* **What you have to do**
Find "of the rocky" in the records that follow; print that line and each subsequent line through the last one, verbatim and with nothing added.

* **Supplied data**
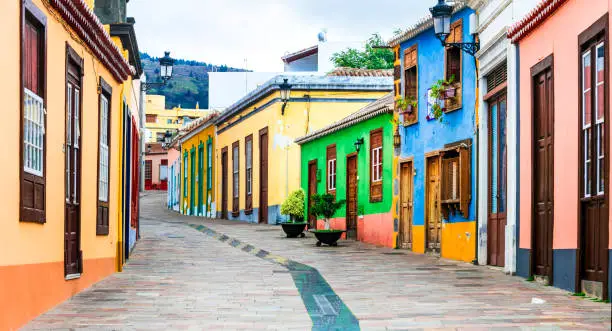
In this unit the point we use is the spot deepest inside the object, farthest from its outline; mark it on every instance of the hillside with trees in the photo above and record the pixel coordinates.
(189, 83)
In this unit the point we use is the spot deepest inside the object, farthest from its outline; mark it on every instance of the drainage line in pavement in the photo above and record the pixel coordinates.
(325, 308)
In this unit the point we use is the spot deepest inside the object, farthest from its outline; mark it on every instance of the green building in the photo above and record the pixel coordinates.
(353, 160)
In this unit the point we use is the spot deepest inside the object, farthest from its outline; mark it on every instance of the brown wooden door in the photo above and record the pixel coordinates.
(433, 215)
(351, 196)
(594, 164)
(496, 227)
(405, 235)
(224, 192)
(312, 190)
(543, 174)
(72, 149)
(263, 175)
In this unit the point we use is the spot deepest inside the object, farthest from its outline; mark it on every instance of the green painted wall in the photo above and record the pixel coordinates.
(345, 144)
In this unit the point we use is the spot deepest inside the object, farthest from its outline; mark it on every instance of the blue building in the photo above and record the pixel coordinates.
(436, 159)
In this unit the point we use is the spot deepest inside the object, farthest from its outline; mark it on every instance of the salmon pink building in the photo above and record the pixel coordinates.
(564, 93)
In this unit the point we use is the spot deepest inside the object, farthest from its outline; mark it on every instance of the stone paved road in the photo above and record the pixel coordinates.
(184, 274)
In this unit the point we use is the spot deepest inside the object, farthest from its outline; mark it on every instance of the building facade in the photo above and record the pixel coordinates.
(67, 88)
(352, 160)
(498, 131)
(437, 157)
(564, 92)
(256, 157)
(197, 146)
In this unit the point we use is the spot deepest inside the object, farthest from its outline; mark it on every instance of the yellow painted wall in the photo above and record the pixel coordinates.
(32, 255)
(202, 137)
(283, 162)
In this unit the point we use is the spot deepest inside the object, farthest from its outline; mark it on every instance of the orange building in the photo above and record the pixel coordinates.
(68, 92)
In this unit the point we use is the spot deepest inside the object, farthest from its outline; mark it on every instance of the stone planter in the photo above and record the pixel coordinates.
(328, 237)
(293, 230)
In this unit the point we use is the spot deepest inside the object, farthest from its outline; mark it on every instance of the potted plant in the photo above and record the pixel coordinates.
(294, 207)
(325, 205)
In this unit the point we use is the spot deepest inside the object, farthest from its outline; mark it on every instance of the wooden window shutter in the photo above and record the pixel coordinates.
(32, 191)
(375, 186)
(465, 181)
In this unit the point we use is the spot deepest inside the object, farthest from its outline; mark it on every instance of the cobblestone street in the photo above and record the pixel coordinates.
(191, 273)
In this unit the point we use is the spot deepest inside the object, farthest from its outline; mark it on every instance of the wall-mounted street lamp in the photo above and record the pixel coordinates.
(358, 144)
(285, 89)
(166, 64)
(441, 14)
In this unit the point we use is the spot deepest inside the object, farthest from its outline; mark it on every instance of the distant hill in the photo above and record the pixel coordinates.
(189, 83)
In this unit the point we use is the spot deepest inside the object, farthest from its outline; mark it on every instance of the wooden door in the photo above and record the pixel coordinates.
(405, 235)
(543, 173)
(351, 196)
(594, 167)
(496, 225)
(263, 175)
(73, 173)
(432, 213)
(312, 190)
(224, 170)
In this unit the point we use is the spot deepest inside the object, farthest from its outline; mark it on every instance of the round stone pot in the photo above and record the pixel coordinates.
(328, 237)
(293, 230)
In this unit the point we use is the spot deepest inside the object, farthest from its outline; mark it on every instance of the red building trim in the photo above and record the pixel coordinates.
(533, 19)
(87, 25)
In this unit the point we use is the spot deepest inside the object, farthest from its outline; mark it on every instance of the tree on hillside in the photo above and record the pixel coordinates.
(369, 58)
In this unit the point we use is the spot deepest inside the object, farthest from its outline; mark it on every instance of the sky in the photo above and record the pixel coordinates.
(262, 31)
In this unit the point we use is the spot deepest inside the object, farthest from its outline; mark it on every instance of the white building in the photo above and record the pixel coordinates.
(498, 131)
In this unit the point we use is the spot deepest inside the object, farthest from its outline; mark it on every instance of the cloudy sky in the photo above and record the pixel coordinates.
(228, 31)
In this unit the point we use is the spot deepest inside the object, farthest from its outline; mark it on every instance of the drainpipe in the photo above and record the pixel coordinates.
(477, 134)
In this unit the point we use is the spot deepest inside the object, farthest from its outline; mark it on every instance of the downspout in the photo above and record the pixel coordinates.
(477, 135)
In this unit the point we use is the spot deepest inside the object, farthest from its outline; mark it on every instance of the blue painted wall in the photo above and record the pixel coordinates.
(431, 135)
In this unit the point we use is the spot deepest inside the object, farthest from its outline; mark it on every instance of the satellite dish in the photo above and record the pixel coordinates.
(322, 35)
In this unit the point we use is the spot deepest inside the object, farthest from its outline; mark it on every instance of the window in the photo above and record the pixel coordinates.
(455, 182)
(104, 128)
(185, 173)
(376, 165)
(593, 121)
(151, 118)
(33, 116)
(248, 156)
(235, 178)
(209, 164)
(453, 58)
(331, 169)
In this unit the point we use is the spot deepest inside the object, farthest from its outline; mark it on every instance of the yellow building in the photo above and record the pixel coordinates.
(257, 160)
(66, 89)
(159, 119)
(197, 174)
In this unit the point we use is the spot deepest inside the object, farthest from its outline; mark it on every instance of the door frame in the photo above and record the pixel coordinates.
(261, 218)
(545, 64)
(429, 155)
(224, 186)
(400, 164)
(316, 165)
(74, 60)
(356, 156)
(599, 27)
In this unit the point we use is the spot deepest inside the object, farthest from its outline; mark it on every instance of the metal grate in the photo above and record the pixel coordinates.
(497, 77)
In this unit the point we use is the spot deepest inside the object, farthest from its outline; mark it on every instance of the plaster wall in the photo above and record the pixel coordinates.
(301, 117)
(429, 136)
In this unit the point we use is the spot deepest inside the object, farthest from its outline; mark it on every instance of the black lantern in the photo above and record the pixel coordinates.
(441, 14)
(285, 89)
(397, 139)
(166, 63)
(358, 144)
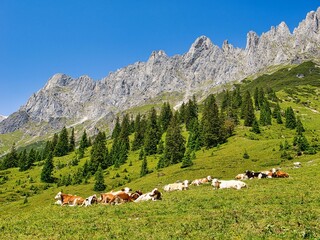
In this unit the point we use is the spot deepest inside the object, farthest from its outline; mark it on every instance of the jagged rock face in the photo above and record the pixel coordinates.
(201, 68)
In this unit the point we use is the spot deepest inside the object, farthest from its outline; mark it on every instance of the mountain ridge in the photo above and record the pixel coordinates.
(65, 100)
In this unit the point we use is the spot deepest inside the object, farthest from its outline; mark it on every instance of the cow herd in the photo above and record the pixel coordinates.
(126, 195)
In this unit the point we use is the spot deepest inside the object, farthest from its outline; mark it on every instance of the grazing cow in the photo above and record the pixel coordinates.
(297, 164)
(197, 182)
(68, 199)
(90, 200)
(153, 195)
(280, 174)
(136, 194)
(236, 184)
(177, 186)
(241, 176)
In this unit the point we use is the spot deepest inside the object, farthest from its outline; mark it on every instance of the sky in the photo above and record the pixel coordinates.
(39, 38)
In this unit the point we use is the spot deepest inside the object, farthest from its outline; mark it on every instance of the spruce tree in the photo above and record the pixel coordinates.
(72, 142)
(165, 116)
(290, 118)
(211, 123)
(144, 167)
(46, 173)
(187, 161)
(174, 143)
(99, 184)
(247, 110)
(138, 134)
(152, 134)
(62, 147)
(117, 129)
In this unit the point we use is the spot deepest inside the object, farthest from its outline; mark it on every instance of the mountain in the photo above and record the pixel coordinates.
(2, 117)
(71, 101)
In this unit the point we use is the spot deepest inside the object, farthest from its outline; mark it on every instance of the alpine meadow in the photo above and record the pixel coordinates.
(265, 120)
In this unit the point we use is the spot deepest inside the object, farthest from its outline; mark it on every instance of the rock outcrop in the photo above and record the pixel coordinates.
(64, 99)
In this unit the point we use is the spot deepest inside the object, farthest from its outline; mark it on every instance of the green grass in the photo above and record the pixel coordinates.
(267, 209)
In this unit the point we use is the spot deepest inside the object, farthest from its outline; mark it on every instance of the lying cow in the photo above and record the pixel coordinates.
(90, 200)
(200, 181)
(154, 195)
(236, 184)
(177, 186)
(68, 199)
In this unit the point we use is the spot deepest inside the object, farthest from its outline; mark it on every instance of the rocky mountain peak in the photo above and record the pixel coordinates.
(57, 80)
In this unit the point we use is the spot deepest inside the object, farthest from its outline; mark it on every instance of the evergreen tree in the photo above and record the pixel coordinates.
(211, 123)
(83, 145)
(255, 127)
(165, 116)
(62, 147)
(11, 159)
(97, 152)
(247, 111)
(194, 139)
(138, 134)
(290, 118)
(191, 113)
(23, 161)
(174, 143)
(144, 167)
(46, 173)
(299, 128)
(152, 134)
(187, 161)
(72, 142)
(117, 129)
(99, 184)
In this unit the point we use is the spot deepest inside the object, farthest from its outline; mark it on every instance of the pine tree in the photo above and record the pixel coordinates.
(23, 161)
(255, 127)
(165, 116)
(117, 129)
(97, 152)
(187, 161)
(138, 134)
(152, 134)
(62, 147)
(290, 118)
(174, 143)
(211, 123)
(46, 173)
(144, 167)
(72, 142)
(247, 110)
(99, 184)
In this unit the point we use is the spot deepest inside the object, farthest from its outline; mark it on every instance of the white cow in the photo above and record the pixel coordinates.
(236, 184)
(177, 186)
(153, 195)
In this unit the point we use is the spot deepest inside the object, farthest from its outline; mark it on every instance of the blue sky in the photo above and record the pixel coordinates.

* **Written response**
In this unit the point we use is the spot deepest inside the object, farthest from its outline; mark it on every instance of the rocky mountain peak in the photo above and record the pixel coordinates.
(57, 80)
In this unit the point we use is the spot deepest inside the object, farthest from its outline; mark it on every instance of the evergreen tree in the photo above and record the pixel coordinates.
(211, 123)
(83, 145)
(255, 127)
(165, 116)
(62, 147)
(11, 159)
(97, 152)
(247, 111)
(194, 139)
(138, 134)
(290, 118)
(191, 113)
(23, 161)
(174, 143)
(144, 167)
(46, 173)
(299, 128)
(152, 134)
(187, 161)
(72, 142)
(117, 129)
(99, 184)
In this unit the point we use is the spot deepest inside the object, farthest from its outline; mark it on every instance of the pine tree in the photo above and record the pixel coordinates.
(23, 161)
(255, 127)
(165, 116)
(117, 129)
(97, 152)
(187, 161)
(138, 134)
(152, 134)
(62, 147)
(290, 118)
(174, 143)
(211, 123)
(46, 173)
(144, 167)
(72, 142)
(247, 110)
(99, 184)
In this unit the point we use is the spot deepest inside the object, farthest from its outline; mark it on every instance of the white cow in the photo above and record the pixel coordinates.
(236, 184)
(177, 186)
(153, 195)
In this unit the point we use is the spot deepest inside the object, farthest from its outline; mark it on every instance of the blue sky in the photo above and record the pixel coordinates.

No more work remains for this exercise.